◆ BRIEF A ◆
Rewrite the entries from the line containing "Objective — a point for each instance of the dry" through the end of the entries, replacing "Markers" with "Points" and leaving everything else unchanged.

◆ PASSAGE PROVIDED ◆
==========
By Elizabeth Stanforth-Sharpe, September 2022

For many people from the Scarborough area, there is a defining point in their lives based on which of Alan Ayckbourn’s plays was the one first seen. For me, it was Absurd Person Singular, his twelfth play, which premiered in the Library Theatre, Scarborough, in mid-June 1972. It was our English teacher’s ‘treat’ before end of year exams kicked in. Set in three kitchens over three Christmases, it compared the lives of three different couples and explored how one household affected the others.

Ayckbourn excels at analysing societal attitudes and family relationships, often using trios of characters, and playing with elements of time, and much of his work builds upon themes, links and structures from previous plays. So, fast forward fifty years to the premiere of Sir Ayckbourn’s eighty-seventh play Family Album; a play about three generations of the same family in a home that has harboured them all, each family reflecting upon the connections and contrasts between them, the three timelines running simultaneously together. It at once has echoes of play eighty-one, A Brief History Of Women (2017) with its over-riding quote, ‘Houses. They never forget you. They always remember you’, but this time the women are remarkable in a very different way.

Family Album – Review – Stephen Joseph Theatre, Scarborough eden

Antony Eden as John and Georgia Burnell as Peggy in Family Album

“Delightfully humorous moments”

The play begins in 1952 with a couple, Peggy and John Stanton, who are moving into their own home with their two young children, after living with her parents since their wartime marriage. John, played disturbingly well by Antony Eden, has the chauvinistic attitude to his wife, and women in general that is creepily evocative of the era’s attitudes. Peggy arrives ahead of John, enjoying expressing her creativity and delight in being able to make a home for the very first time, thoughtfully setting her parents’ hand-me-down furniture around the room – the desk under the window so that she can enjoy the view as she does the housekeeping books, and the settee and chair central to the room to create easy avenues for conversation.
==========
◆ EXERCISE MATERIALS ◆
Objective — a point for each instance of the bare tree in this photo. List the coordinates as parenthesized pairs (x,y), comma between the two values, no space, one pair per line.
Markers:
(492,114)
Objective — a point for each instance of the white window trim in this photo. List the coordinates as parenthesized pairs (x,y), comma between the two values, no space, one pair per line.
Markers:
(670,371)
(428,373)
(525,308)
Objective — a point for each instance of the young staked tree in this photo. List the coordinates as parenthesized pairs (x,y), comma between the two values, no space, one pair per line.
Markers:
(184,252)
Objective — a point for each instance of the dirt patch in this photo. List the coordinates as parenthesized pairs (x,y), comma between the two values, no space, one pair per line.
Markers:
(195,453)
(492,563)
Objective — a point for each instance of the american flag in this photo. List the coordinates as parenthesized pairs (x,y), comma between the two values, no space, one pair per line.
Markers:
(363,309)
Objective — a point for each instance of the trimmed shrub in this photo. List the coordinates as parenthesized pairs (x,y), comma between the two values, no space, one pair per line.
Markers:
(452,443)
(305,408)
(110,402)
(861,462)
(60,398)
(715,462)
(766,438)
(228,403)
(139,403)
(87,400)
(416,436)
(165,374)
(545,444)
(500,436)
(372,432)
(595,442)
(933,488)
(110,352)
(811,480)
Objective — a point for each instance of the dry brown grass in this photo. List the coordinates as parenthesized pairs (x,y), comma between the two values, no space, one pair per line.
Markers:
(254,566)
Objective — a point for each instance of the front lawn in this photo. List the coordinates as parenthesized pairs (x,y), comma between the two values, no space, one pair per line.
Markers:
==========
◆ BRIEF B ◆
According to the Family Album review, in which theater did Absurd Person Singular premiere?

◆ RESPONSE A ◆
Objective — a point for each instance of the dry brown grass in this photo. List the coordinates as parenthesized pairs (x,y), comma between the two values, no space, one pair per line.
Points:
(254,566)
Objective — a point for each instance of the front lawn in this photo. List the coordinates as parenthesized pairs (x,y), comma between the two values, no space, one pair per line.
Points:

◆ RESPONSE B ◆
The Library Theatre, Scarborough